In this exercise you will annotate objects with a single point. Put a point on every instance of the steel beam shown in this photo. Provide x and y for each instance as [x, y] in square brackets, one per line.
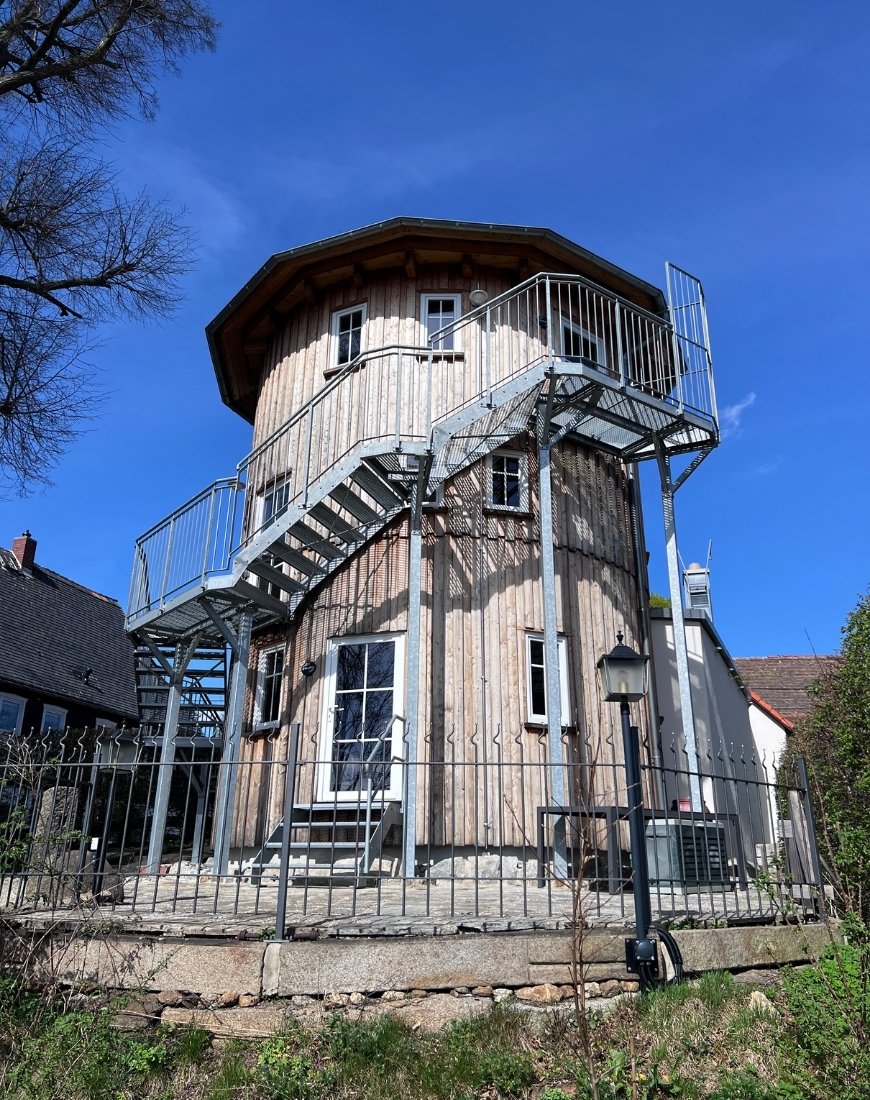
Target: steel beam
[180, 661]
[681, 651]
[413, 668]
[232, 736]
[558, 794]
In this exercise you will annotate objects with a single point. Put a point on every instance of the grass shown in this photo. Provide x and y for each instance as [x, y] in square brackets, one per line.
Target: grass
[700, 1041]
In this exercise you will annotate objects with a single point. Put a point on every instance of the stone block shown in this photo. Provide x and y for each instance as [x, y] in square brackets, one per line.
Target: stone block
[260, 1022]
[759, 945]
[381, 964]
[155, 965]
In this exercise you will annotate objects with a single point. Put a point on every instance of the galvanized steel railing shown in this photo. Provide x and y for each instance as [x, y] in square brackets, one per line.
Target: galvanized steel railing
[191, 545]
[77, 809]
[393, 397]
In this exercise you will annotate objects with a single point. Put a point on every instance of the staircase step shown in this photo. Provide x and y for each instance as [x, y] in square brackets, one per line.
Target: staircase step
[274, 575]
[377, 488]
[323, 515]
[347, 498]
[316, 541]
[294, 559]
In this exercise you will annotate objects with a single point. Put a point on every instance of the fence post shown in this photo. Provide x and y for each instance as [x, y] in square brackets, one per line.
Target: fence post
[289, 792]
[811, 825]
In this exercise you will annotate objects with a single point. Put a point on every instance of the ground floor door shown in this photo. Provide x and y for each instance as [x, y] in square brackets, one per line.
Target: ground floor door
[362, 727]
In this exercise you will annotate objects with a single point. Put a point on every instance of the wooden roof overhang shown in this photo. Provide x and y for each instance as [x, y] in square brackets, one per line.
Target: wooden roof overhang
[240, 334]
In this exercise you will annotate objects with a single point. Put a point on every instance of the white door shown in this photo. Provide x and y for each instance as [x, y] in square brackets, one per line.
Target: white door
[362, 732]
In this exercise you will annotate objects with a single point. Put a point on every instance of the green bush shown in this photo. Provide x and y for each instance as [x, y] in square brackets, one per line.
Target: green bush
[829, 1009]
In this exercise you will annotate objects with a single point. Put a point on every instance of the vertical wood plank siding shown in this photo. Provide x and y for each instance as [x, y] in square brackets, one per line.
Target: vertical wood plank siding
[482, 595]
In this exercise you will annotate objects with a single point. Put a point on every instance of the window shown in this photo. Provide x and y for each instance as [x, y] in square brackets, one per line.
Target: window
[11, 713]
[267, 696]
[438, 310]
[347, 334]
[508, 481]
[273, 503]
[363, 692]
[580, 343]
[53, 718]
[536, 679]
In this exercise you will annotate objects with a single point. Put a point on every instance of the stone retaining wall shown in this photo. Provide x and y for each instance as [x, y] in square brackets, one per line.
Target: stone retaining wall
[209, 968]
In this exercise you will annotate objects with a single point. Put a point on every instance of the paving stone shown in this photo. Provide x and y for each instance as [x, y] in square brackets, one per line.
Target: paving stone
[171, 997]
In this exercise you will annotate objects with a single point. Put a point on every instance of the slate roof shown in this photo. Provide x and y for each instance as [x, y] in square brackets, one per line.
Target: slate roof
[782, 682]
[53, 630]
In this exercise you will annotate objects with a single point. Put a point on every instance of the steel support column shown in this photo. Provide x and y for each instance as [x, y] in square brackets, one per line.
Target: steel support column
[167, 759]
[232, 736]
[558, 794]
[413, 671]
[681, 651]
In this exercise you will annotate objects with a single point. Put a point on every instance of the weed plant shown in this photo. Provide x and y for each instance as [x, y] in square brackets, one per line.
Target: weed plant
[704, 1040]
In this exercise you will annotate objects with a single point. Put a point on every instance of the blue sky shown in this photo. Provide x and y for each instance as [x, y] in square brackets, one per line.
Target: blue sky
[733, 139]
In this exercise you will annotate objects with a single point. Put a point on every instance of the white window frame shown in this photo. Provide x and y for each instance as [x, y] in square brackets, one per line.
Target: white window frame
[50, 710]
[538, 717]
[425, 299]
[361, 307]
[524, 481]
[325, 769]
[21, 702]
[584, 333]
[260, 722]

----------------------------------------

Written task: Copy the material above word for word, covering all of it from start to finish. Leave the pictures out of your copy.

Output below:
In this exercise you will annotate objects with a single point. Put a point on every instance of the steel beam shown in this photo. Provide x and y for each instance as [x, y] in square brackets, one per line.
Target: steel beam
[180, 661]
[681, 651]
[413, 668]
[232, 736]
[558, 794]
In this exercise you will annotate objects with a single point. Put a point on every instance of the grass shown in this photo. Provide x and y for each instance as [x, y] in square brackets, one per line.
Target: grass
[700, 1041]
In this exercise you will annotate objects with a single point. Put a point on every instance of the stone block shown in this photo. Provide x and y for each instance as [x, y] in square brackets, one per line.
Target: stone block
[260, 1022]
[759, 945]
[381, 964]
[155, 965]
In this exercise you will annotate objects with a single point. Put a point on every instance of the galvanized steel railing shown in this photo. Provide x and y for each instance as [x, y] in square brackets, one per line.
Target: galvanized steel railing
[191, 545]
[77, 809]
[393, 397]
In this exercise you will annotate objects with a single point. Put a point on every instance of the staircase step shown in this photo. Provide x and y for each instance as [x, y] in square brackets, one per line.
Target: staircase step
[274, 575]
[377, 488]
[323, 515]
[347, 498]
[316, 541]
[294, 559]
In this exercise you will annotate objects with a single point. Put a point on every instance of the fence post shown in this photo. Provide x and y for each instance as [x, y] in square brackets, one per line.
Target: fence post
[289, 792]
[811, 825]
In this exercise you will annotate objects with a single point. Put a point on every instance of the ground floor door shown in this photo. Provide x and y for each instance as [x, y] in square brackets, one per line.
Target: ground floor door
[362, 727]
In this exercise you will annotate objects with a single point. Put a point on every instance of the wooden roof overhang shown in this photo. Provide x and y for each instance as [x, y] in square brackets, one per line.
Target: wooden roof overhang
[240, 334]
In this exercise you will annotate objects with a single point. Put a point on every instance of the white door shown in this photo. Provide x and y for each instance as [x, y] in square brackets, one per line.
Target: white door
[362, 732]
In this exercise you will annotate objects with a single point. Put a point on every instance of the green bush shown in this photo. Provide x and y for each instance as [x, y] in square brackets, one per line.
Target: green bush
[829, 1009]
In this exercise you will annotate objects with a single point. Put a point on every instance of the vertical wood plank siding shown in this photo. Provide x and y for each instance as [x, y] in square brackets, one per line.
Target: vertical wood plank siding
[482, 595]
In this exercise you will annotate objects with a single point. Put a point on every instance of the window shown in this photo. Provide x and y for each instance as [x, y] in square brackets, one per line.
Target: window
[11, 713]
[267, 696]
[438, 310]
[347, 334]
[508, 481]
[273, 503]
[363, 692]
[580, 343]
[53, 718]
[536, 679]
In this exercise you will annotate objects with a single point. Put a point on every instance of the stone retaining wall shown in this photo. Provide x and y for each instance as [x, y] in square brackets, one per line.
Target: stone retaining wall
[209, 968]
In this exercise you will annotate objects with a single point. Put a point on every instance of the paving stone shown in this photo. Provide x and y for each instance as [x, y] in square brackets, one per line.
Target: paving stone
[171, 997]
In this exercise you will annotate objects with a single point. Put a point on every instance of the slate roof shown in this photo. Provide x and y for each instance as [x, y] in square brackets, one per line.
Target: slate roof
[782, 682]
[53, 630]
In this exercise you will annotate objects with a single point. Put a point on every instance of the steel support column shown in this photo. Provide x and y for each instance as [x, y] in square brackets, one per line.
Target: steel support column
[167, 759]
[232, 736]
[558, 794]
[413, 671]
[681, 651]
In this exercise you will annotate objects with a single point. Put a point on every instance of the weed plant shown in this photo. Provide x and y for each instance as [x, y] in square brackets, one per line.
Target: weed plant
[704, 1040]
In this exercise you will annotate objects with a single point. Put a point on every instance of the blue sky shown in this photo. Provide x and y for each instance as [x, y] in square brackets, one per line.
Target: blue sky
[733, 139]
In this exercise you will annotate objects with a single point. Put a point on every instance of the white window frame shown in this photo. Provide x and y for each instance as [x, y] in square brackets, one per line.
Target: white window frame
[50, 710]
[538, 717]
[425, 299]
[361, 307]
[524, 481]
[325, 769]
[21, 702]
[584, 333]
[260, 722]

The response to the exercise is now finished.